# Direction
Extract each line of the material below that contains the word "every" and list those lines in the order they appear.

# Data for this task

# # # # #

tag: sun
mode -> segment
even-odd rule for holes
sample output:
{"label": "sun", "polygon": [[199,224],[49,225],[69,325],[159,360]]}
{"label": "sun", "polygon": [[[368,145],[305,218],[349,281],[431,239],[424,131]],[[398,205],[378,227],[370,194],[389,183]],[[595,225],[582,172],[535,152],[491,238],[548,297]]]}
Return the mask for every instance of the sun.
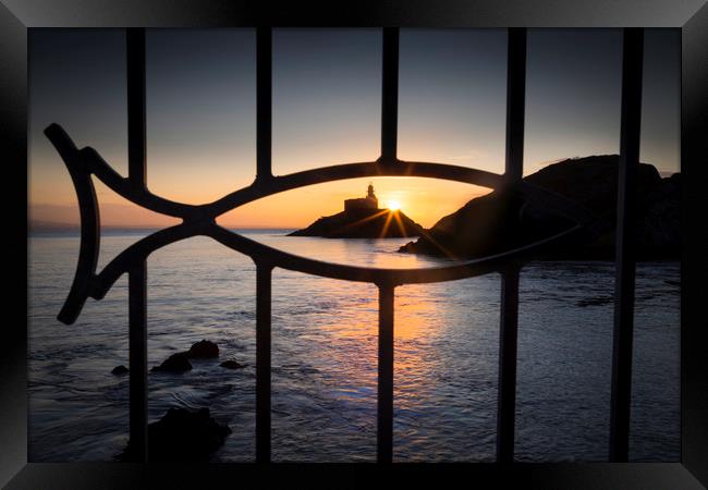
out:
{"label": "sun", "polygon": [[399,209],[401,209],[401,203],[399,203],[395,199],[391,199],[386,203],[386,207],[391,211],[398,211]]}

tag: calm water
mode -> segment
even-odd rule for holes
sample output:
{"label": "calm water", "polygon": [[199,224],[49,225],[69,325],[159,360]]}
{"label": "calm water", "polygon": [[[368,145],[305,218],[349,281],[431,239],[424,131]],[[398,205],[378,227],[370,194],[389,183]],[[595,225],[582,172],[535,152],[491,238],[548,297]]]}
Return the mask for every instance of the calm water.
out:
{"label": "calm water", "polygon": [[[343,241],[246,232],[300,255],[371,267],[431,267],[398,254],[406,240]],[[99,268],[141,237],[112,232]],[[30,461],[111,460],[127,440],[127,281],[89,299],[73,326],[56,320],[78,238],[29,241]],[[606,461],[613,266],[533,262],[522,272],[516,458]],[[680,458],[679,265],[638,266],[631,457]],[[394,460],[493,461],[499,354],[498,274],[406,285],[395,295]],[[272,306],[272,457],[376,457],[377,291],[276,269]],[[593,299],[582,306],[583,301]],[[579,303],[579,304],[578,304]],[[209,339],[228,370],[195,360],[149,375],[149,419],[208,406],[233,433],[213,461],[254,460],[255,266],[198,237],[148,261],[148,367]]]}

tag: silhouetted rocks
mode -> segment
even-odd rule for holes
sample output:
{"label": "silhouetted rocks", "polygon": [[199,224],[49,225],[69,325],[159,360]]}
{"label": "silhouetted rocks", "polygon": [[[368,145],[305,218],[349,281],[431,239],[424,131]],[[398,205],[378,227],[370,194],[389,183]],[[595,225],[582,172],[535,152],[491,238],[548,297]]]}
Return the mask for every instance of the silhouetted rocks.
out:
{"label": "silhouetted rocks", "polygon": [[403,211],[388,209],[350,209],[318,219],[289,236],[325,238],[393,238],[420,236],[424,229]]}
{"label": "silhouetted rocks", "polygon": [[[582,206],[595,216],[591,230],[546,247],[542,258],[601,259],[614,257],[617,223],[617,155],[567,159],[524,180]],[[662,179],[640,163],[636,187],[637,258],[678,259],[681,249],[681,174]],[[400,252],[473,258],[503,253],[567,230],[573,224],[546,206],[509,189],[472,199],[438,221]]]}
{"label": "silhouetted rocks", "polygon": [[576,305],[581,307],[585,306],[603,306],[603,305],[609,305],[614,302],[614,298],[612,296],[596,296],[596,297],[588,297],[588,298],[583,298],[579,299]]}
{"label": "silhouetted rocks", "polygon": [[187,352],[188,357],[208,359],[212,357],[219,357],[219,347],[211,341],[200,340],[190,347]]}
{"label": "silhouetted rocks", "polygon": [[245,367],[246,367],[245,364],[236,363],[236,362],[233,360],[233,359],[224,360],[224,362],[221,363],[219,366],[221,366],[221,367],[225,367],[227,369],[242,369],[242,368],[245,368]]}
{"label": "silhouetted rocks", "polygon": [[120,366],[115,366],[113,368],[111,375],[122,376],[122,375],[127,375],[127,372],[129,372],[127,368],[121,364]]}
{"label": "silhouetted rocks", "polygon": [[154,371],[164,372],[184,372],[190,369],[192,369],[192,363],[190,363],[186,352],[172,354],[170,357],[164,359],[161,365],[152,368]]}
{"label": "silhouetted rocks", "polygon": [[[209,408],[191,412],[170,408],[164,416],[147,427],[148,461],[207,461],[209,454],[223,444],[231,429],[218,424]],[[133,446],[127,446],[118,458],[131,461]]]}

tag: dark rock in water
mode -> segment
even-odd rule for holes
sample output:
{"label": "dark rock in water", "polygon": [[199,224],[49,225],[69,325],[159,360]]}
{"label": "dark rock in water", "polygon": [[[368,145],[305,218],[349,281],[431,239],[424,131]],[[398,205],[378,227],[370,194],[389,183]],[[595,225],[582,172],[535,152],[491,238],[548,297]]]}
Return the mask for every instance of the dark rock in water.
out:
{"label": "dark rock in water", "polygon": [[349,209],[318,219],[309,226],[289,236],[321,236],[325,238],[394,238],[420,236],[423,226],[401,210]]}
{"label": "dark rock in water", "polygon": [[224,362],[221,363],[219,366],[221,366],[221,367],[225,367],[225,368],[228,368],[228,369],[241,369],[241,368],[245,368],[245,367],[246,367],[245,364],[236,363],[236,362],[233,360],[233,359],[224,360]]}
{"label": "dark rock in water", "polygon": [[192,363],[190,363],[186,352],[179,352],[172,354],[170,357],[164,359],[161,365],[155,366],[154,371],[167,371],[167,372],[183,372],[192,369]]}
{"label": "dark rock in water", "polygon": [[[148,461],[207,461],[209,454],[223,444],[231,429],[218,424],[209,414],[209,408],[191,412],[184,408],[170,408],[164,416],[147,427]],[[131,461],[133,448],[127,448],[118,456],[120,461]]]}
{"label": "dark rock in water", "polygon": [[576,303],[577,306],[602,306],[612,303],[614,298],[612,296],[596,296],[581,299]]}
{"label": "dark rock in water", "polygon": [[113,368],[111,375],[115,375],[115,376],[127,375],[127,368],[121,364],[120,366],[115,366]]}
{"label": "dark rock in water", "polygon": [[190,347],[187,352],[191,358],[208,359],[219,357],[219,347],[211,341],[200,340]]}
{"label": "dark rock in water", "polygon": [[[524,181],[560,195],[593,213],[589,230],[545,247],[552,259],[614,257],[619,156],[574,158],[550,164]],[[681,252],[681,174],[662,179],[640,163],[636,179],[637,258],[676,259]],[[474,258],[508,252],[570,229],[573,223],[540,203],[512,191],[493,191],[442,218],[400,252]]]}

# # # # #

# The output
Return the mask for every instance of the sun.
Return the mask for every instance of the calm water.
Return the mask for every instance of the silhouetted rocks.
Return the mask for every instance of the dark rock in water.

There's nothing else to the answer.